> _EXTRACT PROVIDED_
# # # #
We included the raw data from our query-log runs in compressed form, to be unextracted as follows:

$ cd /project/queries/expand_dfs/
$ tar xvf expand_dfs.tar.lzma
$ gzip -v -d expand_dfs_*/*queries.kquery.gz

The last step further decompresses two files for each variant (det with KDAlloc and nondet without): A all-queries.kquery and a solver-queries.kquery file. The former logs all queries issued by KLEE, while the latter only contains the queries that reached the solver. Thus, a query that can be answered by one of KLEE’s caches will only be in the first, not in the second log file.

First, we confirm that the time disparity stems from the solver and is not due to caching. For this, we add up and compare the total query times, once for the all-queries.kquery and once for the solver-queries.kquery files.

$ cd /project/queries/
$ ./diff-queries-all.py expand_dfs/expand_dfs_det_211202132702/all-queries.kquery expand_dfs/expand_dfs_nondet_211202132702/all-queries.kquery
Total time elapsed: 3617.93361840200 seconds    expand_dfs/expand_dfs_det_211202132702/all-queries.kquery
Total time elapsed: 6750.46206326700 seconds    expand_dfs/expand_dfs_nondet_211202132702/all-queries.kquery
$ ./diff-queries-solver.py expand_dfs/expand_dfs_det_211202132702/solver-queries.kquery expand_dfs/expand_dfs_nondet_211202132702/solver-queries.kquery
Total time elapsed: 3216.151834275 seconds    expand_dfs/expand_dfs_det_211202132702/solver-queries.kquery
Total time elapsed: 6387.882213567 seconds    expand_dfs/expand_dfs_nondet_211202132702/solver-queries.kquery

As we can see, the difference in all-queries between the det and nondet variants are indeed dominated by the solver time (solver-queries). Our diff-queries-all.py script also provides an option (--csv FILE) that generates a csv file comparing solver times query-by-query.

The most time consuming step is matching the queries, that is mapping constants that relate to non-deterministic addresses to their deterministic counterparts. We thus separated this computation from the analysis using a script that creates an expand_dfs.pkl file, which will later be used by other scripts.

$ cd /project/queries/
$ ./match-queries.py -da expand_dfs/expand_dfs_det_211202132702/all-queries.kquery -ds expand_dfs/expand_dfs_det_211202132702/solver-queries.kquery -na expand_dfs/expand_dfs_nondet_211202132702/all-queries.kquery -ns expand_dfs/expand_dfs_nondet_211202132702/solver-queries.kquery -o expand_dfs.pkl

Afterwards, we want to look at the statistics of the matching process. We can do so using the just generated expand_dfs.pkl file:

$ cd /project/queries/
$ ./show-matching-stats.py -i expand_dfs.pkl > expand_dfs-matching-stats.log

The output from this script provides the numbers listed in §6.3 in the paper.

Finally, we use another two-step process to extract the top 100 queries that we analysed in further detail. First, we extract expand_dfs-top100.pkl from expand_dfs.pkl:

$ cd /project/queries/
$ ./extract-top-difftime-queries.py -i expand_dfs.pkl -o expand_dfs-top100.pkl

Then, we use another script to write these queries into individual files:

$ cd /project/queries/
$ ./write-query-files.py -i expand_dfs-top100.pkl

The script write-query-files.py creates two directories, det and nondet, each containing 100 kquery files.
# # # #
> _SUPPLIED DATA_
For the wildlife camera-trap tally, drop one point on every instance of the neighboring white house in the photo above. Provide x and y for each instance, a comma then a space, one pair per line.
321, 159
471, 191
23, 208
# # # #
> _WHAT THE EXERCISE ASKS_
Reproduce word for word the part of the query-log analysis text between "As we can see, the" and "by other scripts.", inclusive.

> _IN RESPONSE_
As we can see, the difference in all-queries between the det and nondet variants are indeed dominated by the solver time (solver-queries). Our diff-queries-all.py script also provides an option (--csv FILE) that generates a csv file comparing solver times query-by-query.

The most time consuming step is matching the queries, that is mapping constants that relate to non-deterministic addresses to their deterministic counterparts. We thus separated this computation from the analysis using a script that creates an expand_dfs.pkl file, which will later be used by other scripts.